> _Data rows_
-- start --
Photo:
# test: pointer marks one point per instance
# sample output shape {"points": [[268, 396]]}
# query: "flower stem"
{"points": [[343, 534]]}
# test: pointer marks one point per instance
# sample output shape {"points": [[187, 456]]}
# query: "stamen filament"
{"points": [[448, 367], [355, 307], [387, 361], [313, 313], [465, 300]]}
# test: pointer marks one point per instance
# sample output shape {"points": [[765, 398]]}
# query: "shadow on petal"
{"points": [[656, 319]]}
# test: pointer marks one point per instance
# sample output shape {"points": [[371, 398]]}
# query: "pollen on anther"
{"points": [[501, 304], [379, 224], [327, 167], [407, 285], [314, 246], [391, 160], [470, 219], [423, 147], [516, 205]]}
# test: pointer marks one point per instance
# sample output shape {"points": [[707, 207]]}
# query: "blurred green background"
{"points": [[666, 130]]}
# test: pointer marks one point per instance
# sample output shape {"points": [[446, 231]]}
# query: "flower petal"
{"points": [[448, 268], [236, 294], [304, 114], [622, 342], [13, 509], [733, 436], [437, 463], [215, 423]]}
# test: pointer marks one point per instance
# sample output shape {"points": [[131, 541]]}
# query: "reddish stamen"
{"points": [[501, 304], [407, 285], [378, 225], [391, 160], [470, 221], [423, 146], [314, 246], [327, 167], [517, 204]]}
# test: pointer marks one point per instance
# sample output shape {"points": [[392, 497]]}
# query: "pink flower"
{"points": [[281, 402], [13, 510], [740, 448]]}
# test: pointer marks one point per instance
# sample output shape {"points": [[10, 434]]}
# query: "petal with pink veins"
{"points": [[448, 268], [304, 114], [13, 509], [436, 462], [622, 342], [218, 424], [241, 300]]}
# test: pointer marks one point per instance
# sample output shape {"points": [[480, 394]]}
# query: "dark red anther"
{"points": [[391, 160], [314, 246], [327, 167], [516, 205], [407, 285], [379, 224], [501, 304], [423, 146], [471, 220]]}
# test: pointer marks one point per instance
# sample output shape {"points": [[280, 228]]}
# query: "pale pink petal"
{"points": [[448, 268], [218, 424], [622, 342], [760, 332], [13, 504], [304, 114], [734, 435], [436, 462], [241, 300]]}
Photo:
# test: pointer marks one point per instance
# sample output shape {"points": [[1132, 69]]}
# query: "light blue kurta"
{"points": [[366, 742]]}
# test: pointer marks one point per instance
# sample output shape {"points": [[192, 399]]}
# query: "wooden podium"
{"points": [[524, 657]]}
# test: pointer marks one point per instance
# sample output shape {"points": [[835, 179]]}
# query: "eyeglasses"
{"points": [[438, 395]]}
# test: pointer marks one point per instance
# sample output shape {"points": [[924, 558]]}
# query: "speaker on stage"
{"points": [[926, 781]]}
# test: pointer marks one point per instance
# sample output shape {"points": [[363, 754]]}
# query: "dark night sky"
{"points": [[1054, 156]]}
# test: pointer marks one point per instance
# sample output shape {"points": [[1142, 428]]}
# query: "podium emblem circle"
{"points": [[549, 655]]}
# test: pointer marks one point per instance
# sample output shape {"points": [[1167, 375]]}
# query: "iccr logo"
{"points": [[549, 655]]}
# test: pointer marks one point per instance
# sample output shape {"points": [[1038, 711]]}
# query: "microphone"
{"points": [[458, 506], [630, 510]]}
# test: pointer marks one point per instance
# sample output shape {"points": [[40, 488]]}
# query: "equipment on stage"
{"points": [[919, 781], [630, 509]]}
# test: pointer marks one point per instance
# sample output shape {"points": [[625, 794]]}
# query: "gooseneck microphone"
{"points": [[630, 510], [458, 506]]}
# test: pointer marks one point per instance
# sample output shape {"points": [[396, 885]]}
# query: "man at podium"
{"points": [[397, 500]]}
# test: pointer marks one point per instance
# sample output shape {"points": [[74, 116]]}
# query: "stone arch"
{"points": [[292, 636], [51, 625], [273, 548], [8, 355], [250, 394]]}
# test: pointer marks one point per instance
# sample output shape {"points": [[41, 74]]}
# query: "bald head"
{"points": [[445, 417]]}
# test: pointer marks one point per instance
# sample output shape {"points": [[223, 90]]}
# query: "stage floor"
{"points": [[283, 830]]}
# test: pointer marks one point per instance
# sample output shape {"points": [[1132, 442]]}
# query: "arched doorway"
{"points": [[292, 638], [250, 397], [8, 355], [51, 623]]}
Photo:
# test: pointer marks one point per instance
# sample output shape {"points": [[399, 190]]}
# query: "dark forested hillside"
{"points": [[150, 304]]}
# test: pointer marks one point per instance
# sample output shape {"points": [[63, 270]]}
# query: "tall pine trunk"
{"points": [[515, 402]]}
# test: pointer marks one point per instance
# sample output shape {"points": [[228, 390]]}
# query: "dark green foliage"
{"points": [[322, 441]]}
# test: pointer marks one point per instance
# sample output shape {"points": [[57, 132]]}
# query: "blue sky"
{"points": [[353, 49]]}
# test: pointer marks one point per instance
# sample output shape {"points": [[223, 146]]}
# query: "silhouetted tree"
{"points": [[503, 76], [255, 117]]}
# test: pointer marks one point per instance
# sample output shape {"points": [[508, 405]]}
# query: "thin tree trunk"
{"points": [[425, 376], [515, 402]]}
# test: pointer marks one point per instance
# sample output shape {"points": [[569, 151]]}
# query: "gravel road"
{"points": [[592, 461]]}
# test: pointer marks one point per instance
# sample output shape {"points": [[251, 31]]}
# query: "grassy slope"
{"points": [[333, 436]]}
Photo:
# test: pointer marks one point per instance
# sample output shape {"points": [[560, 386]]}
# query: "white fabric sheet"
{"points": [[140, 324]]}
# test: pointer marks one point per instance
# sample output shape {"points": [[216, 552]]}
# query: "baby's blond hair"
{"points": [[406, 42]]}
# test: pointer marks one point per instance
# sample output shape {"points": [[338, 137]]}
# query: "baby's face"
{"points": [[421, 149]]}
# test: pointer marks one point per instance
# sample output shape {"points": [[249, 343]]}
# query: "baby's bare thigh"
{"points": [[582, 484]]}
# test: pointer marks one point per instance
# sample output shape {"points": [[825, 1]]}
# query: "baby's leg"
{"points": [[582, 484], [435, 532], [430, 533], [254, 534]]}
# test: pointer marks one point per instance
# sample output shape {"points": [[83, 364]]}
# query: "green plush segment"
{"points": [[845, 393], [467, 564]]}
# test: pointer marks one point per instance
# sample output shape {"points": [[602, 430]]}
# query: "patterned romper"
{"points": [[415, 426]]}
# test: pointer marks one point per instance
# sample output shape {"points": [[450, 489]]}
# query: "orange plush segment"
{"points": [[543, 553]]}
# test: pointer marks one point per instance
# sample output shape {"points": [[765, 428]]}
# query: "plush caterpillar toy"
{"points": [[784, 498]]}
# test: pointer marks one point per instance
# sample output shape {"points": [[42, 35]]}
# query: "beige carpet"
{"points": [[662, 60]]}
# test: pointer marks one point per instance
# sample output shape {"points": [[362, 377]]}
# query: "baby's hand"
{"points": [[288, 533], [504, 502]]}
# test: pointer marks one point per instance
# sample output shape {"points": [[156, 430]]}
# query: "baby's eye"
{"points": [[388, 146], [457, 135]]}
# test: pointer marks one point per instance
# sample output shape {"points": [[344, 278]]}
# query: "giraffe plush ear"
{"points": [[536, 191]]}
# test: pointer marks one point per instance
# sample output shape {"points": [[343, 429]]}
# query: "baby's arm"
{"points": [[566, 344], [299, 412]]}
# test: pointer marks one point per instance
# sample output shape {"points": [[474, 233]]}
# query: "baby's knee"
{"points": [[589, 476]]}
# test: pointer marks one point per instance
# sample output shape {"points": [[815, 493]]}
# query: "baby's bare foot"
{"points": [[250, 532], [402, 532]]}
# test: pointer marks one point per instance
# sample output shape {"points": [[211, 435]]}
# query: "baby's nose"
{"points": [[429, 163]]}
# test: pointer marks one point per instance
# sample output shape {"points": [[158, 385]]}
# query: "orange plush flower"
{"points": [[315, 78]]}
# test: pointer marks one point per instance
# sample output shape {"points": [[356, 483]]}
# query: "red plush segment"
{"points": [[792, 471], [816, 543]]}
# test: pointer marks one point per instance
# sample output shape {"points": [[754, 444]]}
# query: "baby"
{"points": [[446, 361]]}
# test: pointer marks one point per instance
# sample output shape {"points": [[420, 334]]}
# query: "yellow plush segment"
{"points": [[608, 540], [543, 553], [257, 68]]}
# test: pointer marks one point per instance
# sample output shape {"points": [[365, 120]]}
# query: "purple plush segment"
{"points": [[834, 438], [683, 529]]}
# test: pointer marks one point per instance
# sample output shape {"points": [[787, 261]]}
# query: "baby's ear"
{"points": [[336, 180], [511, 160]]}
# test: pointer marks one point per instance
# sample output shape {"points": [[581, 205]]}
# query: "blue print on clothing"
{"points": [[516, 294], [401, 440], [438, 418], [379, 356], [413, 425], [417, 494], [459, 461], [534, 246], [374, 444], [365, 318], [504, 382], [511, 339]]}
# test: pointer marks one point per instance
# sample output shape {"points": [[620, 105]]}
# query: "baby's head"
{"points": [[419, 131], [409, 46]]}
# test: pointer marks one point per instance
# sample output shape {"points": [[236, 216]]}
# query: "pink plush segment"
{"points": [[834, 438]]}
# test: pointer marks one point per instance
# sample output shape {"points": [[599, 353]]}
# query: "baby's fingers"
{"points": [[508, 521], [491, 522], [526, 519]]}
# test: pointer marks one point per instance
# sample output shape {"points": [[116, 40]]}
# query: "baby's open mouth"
-- end --
> _Required work_
Pick out each line of the data that contains the string "bare", with matching case.

> _The response_
# query: "baby's bare thigh"
# query: "baby's bare foot"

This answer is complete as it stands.